I think I like lake people better than beach people. At least the people I meet at The Point in Lake Saranac. They are so relaxed and genuine. Nobody puts on airs and there are no louche displays of wealth or artificial body parts. With so few people here, you tend to get to know the other guests, although it’s perfectly ok to keep to yourself too.
Everyone comes together for supper each night after a leisurely cocktail hour. Wednesday and Saturday evenings the dress code is black tie. Of course, there’s always the option to dine in the privacy of your cabin. The whole point of The Point is the affable staff will satisfy your every whim and with pleasure.
There’s an open door policy in the kitchen, so I waltz in before dinner to say hello and spot them sorting through locally foraged mushrooms. I inquire as to whether they could whip up a special dessert for me with dark chocolate (they only use Valrhona) and chanterelles, because why not? It’s an interesting combination that I’ve never tried before and it sounds delicious in my mind.

++++++++++++++++++++

— TASK ITEM A —
Output the stretch of the passage about The Point from "Everyone comes together" through "and with pleasure.", copied word for word.
— TASK ITEM B —
Finish out the next part of the passage about The Point, picking up after its final sentence.

++++++++++++++++++++

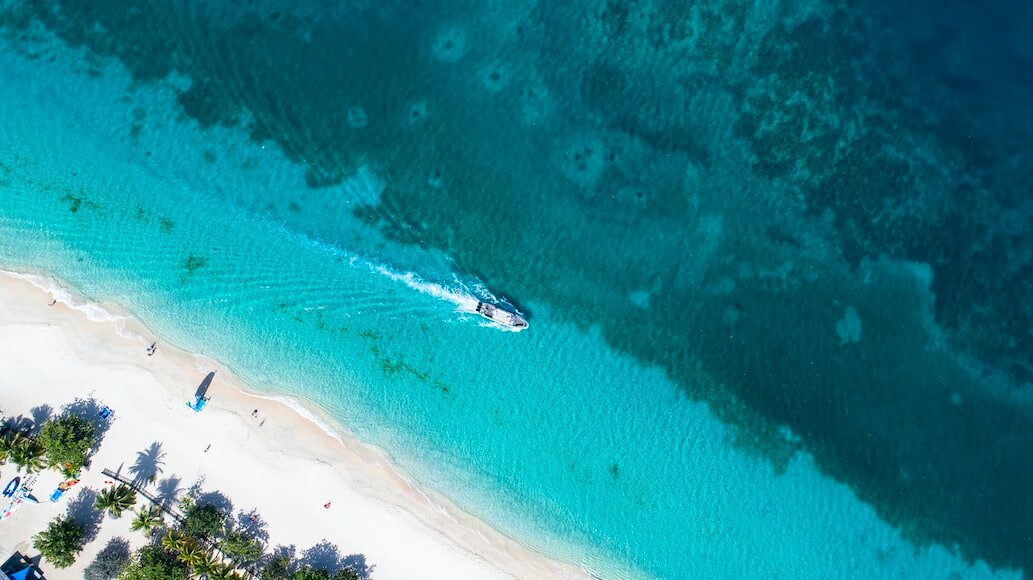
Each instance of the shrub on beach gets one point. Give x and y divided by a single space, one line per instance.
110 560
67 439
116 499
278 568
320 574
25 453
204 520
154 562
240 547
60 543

++++++++++++++++++++

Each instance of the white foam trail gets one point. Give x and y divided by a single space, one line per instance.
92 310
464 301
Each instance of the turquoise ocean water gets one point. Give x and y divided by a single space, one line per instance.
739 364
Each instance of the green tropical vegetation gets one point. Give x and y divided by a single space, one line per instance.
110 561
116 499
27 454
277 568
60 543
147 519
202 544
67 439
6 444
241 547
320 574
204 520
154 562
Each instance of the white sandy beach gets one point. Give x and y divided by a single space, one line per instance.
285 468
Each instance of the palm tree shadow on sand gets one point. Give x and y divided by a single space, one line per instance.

++++++++++++++++++++

— EXPECTED OUTPUT A —
Everyone comes together for supper each night after a leisurely cocktail hour. Wednesday and Saturday evenings the dress code is black tie. Of course, there’s always the option to dine in the privacy of your cabin. The whole point of The Point is the affable staff will satisfy your every whim and with pleasure.

— EXPECTED OUTPUT B —
The next day at lunch, I’m presented with one of the best desserts I’ve ever tasted in my life. A 75% dark chocolate fondant with a molten chanterelle chocolate ganache accompanied by chanterelle ice cream and pecans.
The food here is beyond reproach. Every protein is impeccably cooked and food and wine arrive like clockwork. Chef Loic Leperlier, executive chef since 2013, has a long history with Relais & Chateaux and at three-star Michelin restaurants. His experiences bring a sophisticated international flair to dishes like lamb with dukkah and paprika custard and beet tartare accented with puffed wild rice, fried capers and wasabi.
Mohawk, one of four rooms in the main lodge, is my home. It used to be Mr. Rockefeller’s master bedroom and is conveniently located just next to the dining room. In other words, perfect for stumbling tipsily into bed after an indulgent dinner without worrying about the weather outside.
It was storming mightily the night of my stay, so we didn’t get to have s’mores by the fire pit, but there are four fully stocked bars on property – at the boathouse, pub, fire pit and main lodge – that you can help yourself to at any time. They certainly don’t skimp on the alcohol here and won me over right away with a glass of Pol Roger champagne upon arrival.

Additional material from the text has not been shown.